**Your objective**
Copy, from the entries below, each line in which the string "only" appears.

[Collected data entries]
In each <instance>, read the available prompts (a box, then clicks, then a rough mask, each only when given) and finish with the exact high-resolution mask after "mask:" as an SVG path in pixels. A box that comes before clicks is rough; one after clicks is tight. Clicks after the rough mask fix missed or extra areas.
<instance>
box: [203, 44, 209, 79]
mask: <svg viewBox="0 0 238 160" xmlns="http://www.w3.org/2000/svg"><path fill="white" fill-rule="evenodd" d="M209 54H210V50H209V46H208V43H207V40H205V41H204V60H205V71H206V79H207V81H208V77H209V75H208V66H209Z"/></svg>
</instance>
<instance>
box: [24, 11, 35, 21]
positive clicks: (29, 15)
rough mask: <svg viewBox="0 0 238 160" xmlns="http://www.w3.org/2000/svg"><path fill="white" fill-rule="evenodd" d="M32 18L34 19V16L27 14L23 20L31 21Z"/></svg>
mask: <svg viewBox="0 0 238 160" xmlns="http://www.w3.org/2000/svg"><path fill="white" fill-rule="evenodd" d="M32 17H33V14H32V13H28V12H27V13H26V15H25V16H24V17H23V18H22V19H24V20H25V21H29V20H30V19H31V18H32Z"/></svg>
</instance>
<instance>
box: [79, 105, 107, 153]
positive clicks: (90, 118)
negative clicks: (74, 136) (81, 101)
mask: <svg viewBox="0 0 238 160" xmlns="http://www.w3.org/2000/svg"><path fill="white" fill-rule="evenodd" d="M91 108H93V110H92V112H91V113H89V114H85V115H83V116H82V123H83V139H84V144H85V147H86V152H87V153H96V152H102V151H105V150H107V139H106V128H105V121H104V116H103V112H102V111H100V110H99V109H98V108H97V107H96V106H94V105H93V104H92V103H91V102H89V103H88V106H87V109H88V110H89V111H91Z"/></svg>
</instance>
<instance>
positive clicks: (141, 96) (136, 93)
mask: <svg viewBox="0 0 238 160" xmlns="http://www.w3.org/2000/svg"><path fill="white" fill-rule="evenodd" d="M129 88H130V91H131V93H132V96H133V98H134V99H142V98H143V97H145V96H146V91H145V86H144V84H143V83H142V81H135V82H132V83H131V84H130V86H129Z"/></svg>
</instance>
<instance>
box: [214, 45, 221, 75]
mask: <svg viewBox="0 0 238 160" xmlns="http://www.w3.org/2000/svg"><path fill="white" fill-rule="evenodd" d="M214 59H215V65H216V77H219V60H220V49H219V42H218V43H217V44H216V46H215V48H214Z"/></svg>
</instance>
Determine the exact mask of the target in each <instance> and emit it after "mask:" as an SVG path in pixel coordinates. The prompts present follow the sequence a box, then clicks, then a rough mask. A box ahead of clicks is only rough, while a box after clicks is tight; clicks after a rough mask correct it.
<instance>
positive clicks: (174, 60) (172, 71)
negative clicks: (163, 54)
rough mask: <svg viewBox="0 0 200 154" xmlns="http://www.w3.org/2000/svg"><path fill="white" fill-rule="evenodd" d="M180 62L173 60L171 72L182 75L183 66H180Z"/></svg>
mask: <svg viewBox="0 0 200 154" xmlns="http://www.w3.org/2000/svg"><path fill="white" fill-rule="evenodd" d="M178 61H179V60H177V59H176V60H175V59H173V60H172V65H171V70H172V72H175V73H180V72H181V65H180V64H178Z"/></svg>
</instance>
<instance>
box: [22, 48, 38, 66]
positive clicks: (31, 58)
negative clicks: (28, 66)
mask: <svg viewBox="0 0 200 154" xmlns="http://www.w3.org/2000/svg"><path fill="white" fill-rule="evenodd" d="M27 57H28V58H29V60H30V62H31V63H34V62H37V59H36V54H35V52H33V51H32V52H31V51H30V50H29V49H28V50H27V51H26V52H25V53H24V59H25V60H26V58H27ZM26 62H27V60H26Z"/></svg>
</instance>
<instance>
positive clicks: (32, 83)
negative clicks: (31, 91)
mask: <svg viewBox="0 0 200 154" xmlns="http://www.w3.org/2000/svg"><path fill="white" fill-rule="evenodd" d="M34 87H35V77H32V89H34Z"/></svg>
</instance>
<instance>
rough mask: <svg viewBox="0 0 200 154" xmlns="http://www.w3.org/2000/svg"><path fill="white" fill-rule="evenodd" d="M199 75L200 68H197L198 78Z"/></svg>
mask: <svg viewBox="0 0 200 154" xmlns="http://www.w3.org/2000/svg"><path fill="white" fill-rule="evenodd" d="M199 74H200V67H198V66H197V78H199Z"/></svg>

...

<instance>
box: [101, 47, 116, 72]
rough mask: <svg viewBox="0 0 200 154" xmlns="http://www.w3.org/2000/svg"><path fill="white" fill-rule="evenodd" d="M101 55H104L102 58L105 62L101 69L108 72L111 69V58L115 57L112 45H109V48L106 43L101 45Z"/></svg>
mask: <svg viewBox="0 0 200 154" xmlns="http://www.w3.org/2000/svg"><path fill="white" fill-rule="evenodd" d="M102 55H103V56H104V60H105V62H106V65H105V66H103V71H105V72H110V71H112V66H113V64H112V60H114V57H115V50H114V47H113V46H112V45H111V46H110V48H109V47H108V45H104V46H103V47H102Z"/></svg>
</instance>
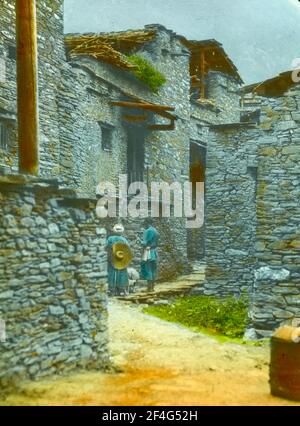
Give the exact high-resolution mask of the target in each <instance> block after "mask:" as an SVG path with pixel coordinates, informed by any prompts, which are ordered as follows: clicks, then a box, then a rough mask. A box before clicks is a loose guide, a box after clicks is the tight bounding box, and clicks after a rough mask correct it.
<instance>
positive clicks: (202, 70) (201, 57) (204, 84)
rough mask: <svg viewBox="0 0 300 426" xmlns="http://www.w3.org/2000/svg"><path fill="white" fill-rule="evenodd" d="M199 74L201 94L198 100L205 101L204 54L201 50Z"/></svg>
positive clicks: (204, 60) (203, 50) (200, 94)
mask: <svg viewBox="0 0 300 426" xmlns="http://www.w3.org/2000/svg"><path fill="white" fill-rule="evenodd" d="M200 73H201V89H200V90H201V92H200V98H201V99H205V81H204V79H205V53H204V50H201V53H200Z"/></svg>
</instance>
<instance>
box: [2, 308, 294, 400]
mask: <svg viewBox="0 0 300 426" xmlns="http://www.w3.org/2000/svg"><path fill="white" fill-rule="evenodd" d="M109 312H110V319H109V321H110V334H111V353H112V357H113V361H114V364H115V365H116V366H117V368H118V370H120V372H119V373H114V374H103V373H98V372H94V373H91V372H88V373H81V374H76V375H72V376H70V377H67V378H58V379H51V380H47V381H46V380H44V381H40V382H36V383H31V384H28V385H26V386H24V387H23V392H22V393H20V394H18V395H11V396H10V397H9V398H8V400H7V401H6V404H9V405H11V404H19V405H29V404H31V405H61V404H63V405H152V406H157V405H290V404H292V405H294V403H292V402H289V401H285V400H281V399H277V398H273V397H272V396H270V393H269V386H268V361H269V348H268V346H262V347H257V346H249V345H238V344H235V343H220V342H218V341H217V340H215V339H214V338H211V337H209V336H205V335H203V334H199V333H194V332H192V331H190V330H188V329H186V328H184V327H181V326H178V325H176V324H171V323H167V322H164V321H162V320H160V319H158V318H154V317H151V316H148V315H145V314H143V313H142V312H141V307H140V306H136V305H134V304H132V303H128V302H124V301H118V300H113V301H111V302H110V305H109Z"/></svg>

...

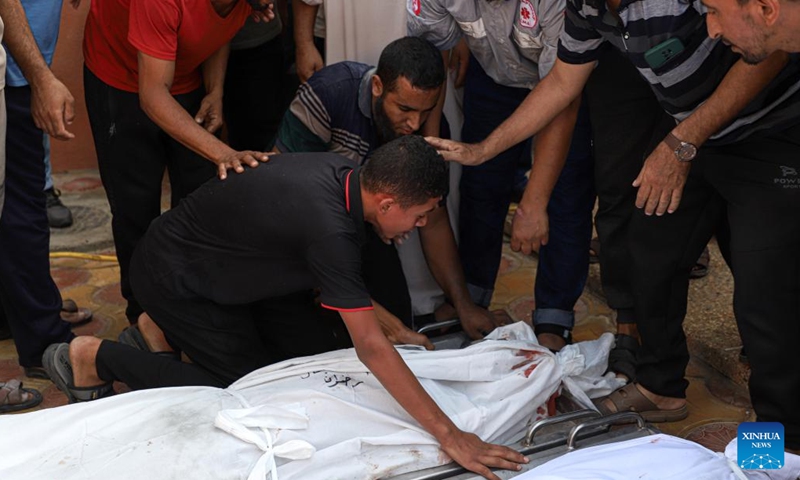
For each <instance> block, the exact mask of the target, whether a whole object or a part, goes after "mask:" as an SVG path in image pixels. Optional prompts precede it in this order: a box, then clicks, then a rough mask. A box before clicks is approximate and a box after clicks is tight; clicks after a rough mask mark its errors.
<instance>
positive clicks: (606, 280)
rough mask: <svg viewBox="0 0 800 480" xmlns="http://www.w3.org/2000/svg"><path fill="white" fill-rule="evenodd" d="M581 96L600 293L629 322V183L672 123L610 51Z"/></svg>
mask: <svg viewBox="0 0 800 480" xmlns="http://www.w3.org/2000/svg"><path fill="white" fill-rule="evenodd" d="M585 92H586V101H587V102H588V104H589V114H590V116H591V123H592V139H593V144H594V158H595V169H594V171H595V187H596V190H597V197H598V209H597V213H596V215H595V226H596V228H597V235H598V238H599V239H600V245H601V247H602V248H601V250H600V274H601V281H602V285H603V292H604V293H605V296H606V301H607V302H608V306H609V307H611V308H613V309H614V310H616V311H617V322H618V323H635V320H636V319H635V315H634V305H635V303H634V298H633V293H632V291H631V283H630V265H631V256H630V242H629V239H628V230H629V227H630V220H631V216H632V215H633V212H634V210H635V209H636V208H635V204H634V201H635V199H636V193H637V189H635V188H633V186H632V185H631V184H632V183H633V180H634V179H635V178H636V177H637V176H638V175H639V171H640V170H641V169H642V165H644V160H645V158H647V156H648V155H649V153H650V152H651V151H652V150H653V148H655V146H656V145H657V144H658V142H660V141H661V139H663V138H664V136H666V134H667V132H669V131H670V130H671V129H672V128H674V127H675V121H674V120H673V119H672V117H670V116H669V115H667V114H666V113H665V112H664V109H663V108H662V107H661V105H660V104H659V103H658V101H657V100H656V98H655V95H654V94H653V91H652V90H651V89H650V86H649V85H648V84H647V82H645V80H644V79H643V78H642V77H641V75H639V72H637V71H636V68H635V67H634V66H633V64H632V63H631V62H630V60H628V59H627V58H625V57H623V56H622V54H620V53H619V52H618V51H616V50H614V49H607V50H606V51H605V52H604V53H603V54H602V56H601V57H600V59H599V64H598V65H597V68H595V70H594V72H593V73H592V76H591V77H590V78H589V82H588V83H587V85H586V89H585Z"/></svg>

**Answer to this problem**
In each <instance>, read the available prompts (a box, then clicks, then a rough mask, each only when given) and finish with the exact high-resolution mask after "mask:" as an SVG path in pixels. A box that comes before clicks is rough; one after clicks is tight. Clicks after the rough mask fix missed or extra areas.
Determine the exact mask of the target in each <instance> and emit it after "mask:" as an SVG path in pixel coordinates. The prompts present follow the sequence a box, then clicks, then a rough mask. A box ahead of clicks is only rough, while a box after clicks is tight; clicks after a rough mask correct it.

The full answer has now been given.